A word-for-word copy of the records below is needed, without the images.

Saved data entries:
- Opening Delimiter -

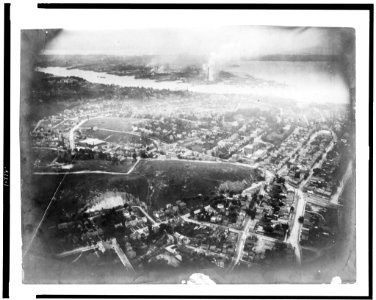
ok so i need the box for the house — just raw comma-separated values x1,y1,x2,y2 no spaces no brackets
178,202,187,210
210,216,222,223
217,203,225,212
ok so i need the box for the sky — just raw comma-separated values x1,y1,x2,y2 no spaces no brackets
43,26,351,58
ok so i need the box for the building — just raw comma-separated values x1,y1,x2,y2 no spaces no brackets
77,138,107,148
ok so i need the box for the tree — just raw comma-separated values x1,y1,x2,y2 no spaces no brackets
249,208,257,220
298,216,304,224
140,150,148,159
264,225,274,234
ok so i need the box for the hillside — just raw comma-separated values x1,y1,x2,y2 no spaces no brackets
133,159,264,208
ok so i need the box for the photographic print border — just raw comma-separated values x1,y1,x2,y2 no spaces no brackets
3,2,373,299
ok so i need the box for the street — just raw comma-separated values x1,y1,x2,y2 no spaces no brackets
286,189,306,264
228,217,255,271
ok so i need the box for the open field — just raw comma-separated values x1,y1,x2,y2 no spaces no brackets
81,128,145,145
133,159,263,208
82,117,145,132
67,159,136,172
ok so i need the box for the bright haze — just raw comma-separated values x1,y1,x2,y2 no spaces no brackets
43,26,354,104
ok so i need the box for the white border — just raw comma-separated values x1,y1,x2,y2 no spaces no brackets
8,2,370,299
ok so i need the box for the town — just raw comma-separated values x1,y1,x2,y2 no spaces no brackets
28,78,354,275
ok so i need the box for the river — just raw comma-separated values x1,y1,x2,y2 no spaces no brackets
37,62,349,104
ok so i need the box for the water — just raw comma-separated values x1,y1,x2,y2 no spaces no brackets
37,61,349,104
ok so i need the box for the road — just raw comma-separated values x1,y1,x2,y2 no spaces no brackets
33,119,44,132
229,217,255,271
132,205,157,225
111,238,136,273
69,119,87,149
126,157,141,174
286,189,306,264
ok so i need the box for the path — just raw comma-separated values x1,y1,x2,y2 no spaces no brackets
56,244,99,258
34,170,134,176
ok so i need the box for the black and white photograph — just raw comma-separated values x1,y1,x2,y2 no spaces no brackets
3,3,372,298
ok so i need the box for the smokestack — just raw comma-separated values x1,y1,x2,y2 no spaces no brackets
208,65,214,82
203,62,215,82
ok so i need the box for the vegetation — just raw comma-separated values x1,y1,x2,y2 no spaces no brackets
133,160,262,208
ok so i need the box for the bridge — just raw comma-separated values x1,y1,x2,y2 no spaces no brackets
110,238,136,274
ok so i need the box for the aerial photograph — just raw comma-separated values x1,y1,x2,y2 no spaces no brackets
20,26,355,284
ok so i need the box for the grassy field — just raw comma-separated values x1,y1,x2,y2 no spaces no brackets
69,159,136,172
82,117,145,132
133,159,262,208
82,128,145,145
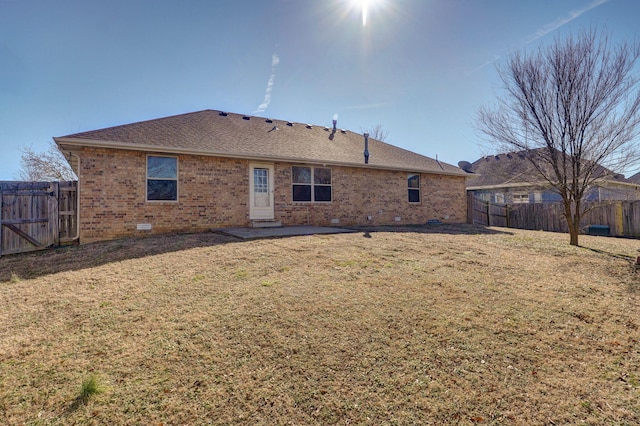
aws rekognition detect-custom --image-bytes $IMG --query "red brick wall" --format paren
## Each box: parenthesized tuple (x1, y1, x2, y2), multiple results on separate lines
(77, 148, 467, 243)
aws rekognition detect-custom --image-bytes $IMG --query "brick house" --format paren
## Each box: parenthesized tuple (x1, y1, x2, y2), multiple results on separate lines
(460, 149, 640, 204)
(54, 110, 468, 243)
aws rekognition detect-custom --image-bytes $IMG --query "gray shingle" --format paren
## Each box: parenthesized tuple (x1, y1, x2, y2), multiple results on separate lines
(55, 110, 466, 176)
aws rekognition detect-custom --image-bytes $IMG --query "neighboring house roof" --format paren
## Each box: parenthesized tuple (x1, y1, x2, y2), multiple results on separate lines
(54, 110, 466, 176)
(461, 149, 636, 190)
(628, 171, 640, 184)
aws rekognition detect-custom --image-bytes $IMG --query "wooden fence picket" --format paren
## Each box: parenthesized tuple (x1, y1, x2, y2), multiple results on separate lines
(0, 181, 78, 256)
(469, 193, 640, 238)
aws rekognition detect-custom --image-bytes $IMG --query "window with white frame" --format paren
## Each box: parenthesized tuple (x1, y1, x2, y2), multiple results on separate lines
(292, 166, 332, 202)
(494, 193, 505, 204)
(408, 174, 420, 202)
(512, 192, 529, 203)
(147, 155, 178, 201)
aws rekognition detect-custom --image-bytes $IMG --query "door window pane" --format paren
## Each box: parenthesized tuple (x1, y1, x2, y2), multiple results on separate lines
(254, 168, 268, 193)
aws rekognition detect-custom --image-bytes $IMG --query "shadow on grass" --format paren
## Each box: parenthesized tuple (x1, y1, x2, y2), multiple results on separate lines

- Closing Delimiter -

= Task answer =
ok so i need the box for the house — just raw comma-separated values x1,y1,x2,y2 no spaces no brackets
178,202,187,210
210,216,222,223
217,203,225,212
ok so i need the box for the sky — just raw comma-separated values x1,y1,x2,y2 no spaces no brackets
43,26,351,58
ok so i need the box for the building — just raw comma-separated values x1,y1,x2,y2 no spaces no brackets
77,138,107,148
ok so i need the box for the tree — just raw comma-separated values x1,y1,x2,y2 no spaces no brackets
249,208,257,220
298,216,304,224
140,150,148,159
264,225,274,234
ok so i need the box for the hillside — just raw comma-separated values x1,y1,x2,y2 no spaces no brackets
133,159,264,208
ok so i need the box for the photographic print border — just raw comma-separated values x1,y1,x2,y2 no spaces no brackets
3,2,373,299
ok so i need the box for the street — just raw comma-separated values x1,y1,x2,y2 no spaces no brackets
286,189,306,264
228,217,255,271
ok so i need the box for the open field — just raw comma-separated values x1,y1,x2,y2 no spaces no brackets
81,128,145,145
133,159,263,208
82,117,145,132
67,159,136,172
ok so i need the box for the bright haze — just raw comma-separated values x1,y1,x2,y2 no spaces no brackets
43,26,354,104
ok so i need the box for the white border — just raw comma-separated values x1,y1,x2,y2 no spaces no brackets
8,2,370,299
ok so i need the box for the town — just raw comma-separated values x1,y1,x2,y2 no spaces no brackets
28,78,354,275
ok so i need the box for the river — just raw comma-separated values x1,y1,x2,y2 no spaces no brackets
37,62,349,104
ok so i need the box for the water — just raw comma-separated values x1,y1,x2,y2 no spaces no brackets
37,61,349,104
ok so i need the box for the road — just raw comma-separated values x1,y1,x2,y2 no spaces no brackets
33,119,44,132
229,217,255,271
132,205,157,225
111,238,136,273
69,119,87,149
126,157,141,174
286,189,306,264
ok so i need the box for the path — just raw comma-separated values x1,y1,x2,y2 no spaces no brackets
56,244,99,258
34,170,134,176
ok so i need the box for the black and white photograph — just raw comma-separated values x1,y1,x2,y2 no spaces no brackets
3,3,372,298
ok so i need the box for the smokestack — just raw comma-separated values x1,y1,x2,y2 no spaces no brackets
208,65,214,82
203,62,215,82
ok so i need the box for the vegetation — just raw comma-separated values x1,y1,x2,y2 no spaces no brackets
133,160,262,208
ok so i need the box for the bridge — just raw comma-separated values x1,y1,x2,y2 no spaces no brackets
110,238,136,274
ok so i need the box for the aerial photograph — just raw comma-separated values x1,y1,x2,y2 no spaces no brackets
20,26,355,284
ok so i need the box for the grassy field — just raw comma-separated values x1,y1,x2,y2 no spaces no brackets
69,159,136,172
82,117,145,132
133,159,262,208
82,128,145,145
aws rekognition detect-custom --image-bytes $IMG --query "red brick wall" --format paren
## Each box: parenthesized tuple (x1, y1, x2, y2), multiple results on separate lines
(77, 148, 467, 243)
aws rekognition detect-custom --image-bytes $IMG --query "brick house" --format paren
## Each box: parenthesized tuple (x1, y1, x2, y2), multiple results on separate lines
(460, 149, 640, 204)
(54, 110, 468, 243)
aws rekognition detect-custom --image-bytes $IMG --query "gray shingle" --format paren
## Each box: parenthesized tuple (x1, y1, x2, y2), multiple results on separate lines
(55, 110, 466, 176)
aws rekognition detect-custom --image-bytes $IMG --query "neighboring house roof" --format paren
## Each box: parenthesized tuple (x1, y1, x2, y2), multiple results on separate lines
(54, 110, 466, 176)
(461, 149, 636, 190)
(628, 171, 640, 184)
aws rekognition detect-custom --image-bytes $IMG --query "wooden fence picket" --format paren
## Each box: parenthesized tuple (x1, y1, x2, y2), multiple results on separate lines
(0, 181, 78, 256)
(469, 193, 640, 238)
aws rekognition detect-custom --image-bytes $IMG --query "window with white frame" --format paren
## Each box: parenthesized tuple (x1, y1, x2, y2), multiple results on separate lines
(292, 166, 332, 202)
(494, 193, 505, 204)
(408, 174, 420, 202)
(512, 192, 529, 203)
(147, 155, 178, 201)
aws rekognition detect-custom --image-bytes $IMG --query "door window pane" --format paren
## Each box: parenthesized tuple (x1, y1, x2, y2), multiple results on separate lines
(254, 168, 268, 193)
aws rekognition detect-custom --image-bytes $IMG --query "shadow on grass" --format paren
## Each box: parenthesized tuple (x1, y1, x2, y2), multiple results on separate lines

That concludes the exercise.